┌────────

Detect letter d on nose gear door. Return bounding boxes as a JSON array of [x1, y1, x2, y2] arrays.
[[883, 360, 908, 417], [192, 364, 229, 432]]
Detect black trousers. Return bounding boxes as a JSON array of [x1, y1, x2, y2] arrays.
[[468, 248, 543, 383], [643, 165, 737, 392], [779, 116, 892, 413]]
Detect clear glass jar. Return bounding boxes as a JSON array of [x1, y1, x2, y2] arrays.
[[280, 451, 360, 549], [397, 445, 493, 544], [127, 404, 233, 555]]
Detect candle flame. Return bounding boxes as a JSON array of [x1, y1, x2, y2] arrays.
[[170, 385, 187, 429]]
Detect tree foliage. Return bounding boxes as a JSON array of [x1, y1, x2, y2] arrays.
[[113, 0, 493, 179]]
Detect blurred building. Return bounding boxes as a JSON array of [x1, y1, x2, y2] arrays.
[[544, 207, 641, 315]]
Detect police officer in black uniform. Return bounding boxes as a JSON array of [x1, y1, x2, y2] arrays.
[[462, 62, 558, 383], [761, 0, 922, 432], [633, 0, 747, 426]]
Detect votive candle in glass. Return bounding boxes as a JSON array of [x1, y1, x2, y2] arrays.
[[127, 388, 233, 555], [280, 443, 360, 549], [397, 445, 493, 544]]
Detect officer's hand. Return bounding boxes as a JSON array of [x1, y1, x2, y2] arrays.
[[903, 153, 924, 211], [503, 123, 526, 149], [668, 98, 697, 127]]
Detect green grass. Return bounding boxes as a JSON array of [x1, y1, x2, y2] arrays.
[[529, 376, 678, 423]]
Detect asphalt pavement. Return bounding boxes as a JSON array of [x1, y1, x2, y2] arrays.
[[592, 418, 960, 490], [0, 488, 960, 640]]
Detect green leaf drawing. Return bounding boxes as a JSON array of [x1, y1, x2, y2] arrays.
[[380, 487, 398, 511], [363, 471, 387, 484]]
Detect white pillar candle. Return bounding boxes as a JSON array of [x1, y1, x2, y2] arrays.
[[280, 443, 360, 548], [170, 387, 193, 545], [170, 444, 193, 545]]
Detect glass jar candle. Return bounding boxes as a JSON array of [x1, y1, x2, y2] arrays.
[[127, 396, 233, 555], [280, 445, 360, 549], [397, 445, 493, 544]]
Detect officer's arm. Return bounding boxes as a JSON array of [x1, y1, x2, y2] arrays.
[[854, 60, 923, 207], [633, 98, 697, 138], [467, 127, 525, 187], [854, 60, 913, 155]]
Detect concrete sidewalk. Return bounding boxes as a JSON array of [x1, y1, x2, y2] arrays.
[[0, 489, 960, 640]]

└────────

Can you convert all of the data above into a JSON list of strings, with one string per line and any blank lines left out?

[
  "Detect letter d on nose gear door. Return bounding boxes as a JSON array of [x1, y1, x2, y2] arrays.",
  "[[883, 360, 908, 417], [192, 364, 229, 432]]",
  "Detect black trousers. Return bounding boxes as a JSON array of [x1, y1, x2, y2] arrays.",
  "[[468, 248, 543, 383], [643, 165, 737, 392], [779, 116, 892, 413]]",
  "Detect clear glass jar. Return bounding boxes as a JSON array of [x1, y1, x2, y2] arrays.",
  "[[280, 451, 360, 549], [397, 445, 493, 544], [127, 404, 233, 555]]",
  "Detect candle flame. Return bounding boxes as a JSON array of [x1, y1, x2, y2] arrays.",
  "[[170, 385, 187, 429]]",
  "Detect tree foliage. Return bounding boxes as a JSON array of [x1, y1, x2, y2] arrays.",
  "[[113, 0, 493, 179]]",
  "Detect blurred building. Return bounding boxes as a JSON array of [x1, y1, x2, y2] arrays.",
  "[[544, 207, 641, 315]]",
  "Detect police officer in black uniform. Return bounding boxes as a JSON array of [x1, y1, x2, y2] arrays.",
  "[[462, 62, 558, 383], [761, 0, 922, 432], [633, 0, 747, 426]]",
  "Detect votive candle in glass. Return bounding boxes as a JSON array of [x1, y1, x2, y2] arrays.",
  "[[127, 388, 233, 555], [280, 443, 360, 549], [397, 445, 493, 544]]",
  "Detect officer's hand. Return bounding boxes as a JSON array of [x1, y1, x2, y2] arrays.",
  "[[903, 153, 924, 211], [503, 123, 526, 149], [668, 98, 697, 127]]",
  "Detect green grass. Return bounding boxes as a JSON array of [x1, y1, x2, y2] arrays.",
  "[[529, 376, 678, 423]]",
  "Detect asphalt pavement. Return bounding boxes as a JSON array of [x1, y1, x2, y2] arrays.",
  "[[592, 418, 960, 490], [0, 488, 960, 640]]",
  "Detect green leaf drawing. Return bounding boxes as a JSON array of [x1, y1, x2, y2] arrays.",
  "[[380, 487, 398, 511], [363, 471, 387, 484]]",
  "Detect white pillar candle. Return bounding boxes as a JSON array of [x1, y1, x2, y2] arrays.",
  "[[280, 443, 360, 548], [170, 387, 193, 545], [170, 444, 193, 545]]",
  "Detect glass jar candle. Return bounding boxes as a JSON array of [x1, y1, x2, y2] arrays.",
  "[[127, 396, 233, 555], [280, 445, 360, 549], [397, 445, 493, 544]]",
  "Detect officer's arm. Return bounding boxes as a JSON array of [x1, y1, x2, y2] arrays.",
  "[[854, 60, 923, 207], [633, 98, 697, 138], [467, 127, 525, 187], [854, 60, 913, 155]]",
  "Detect concrete sidewalk. Return bounding boxes as a JSON array of [x1, y1, x2, y2] arrays.",
  "[[0, 489, 960, 640]]"
]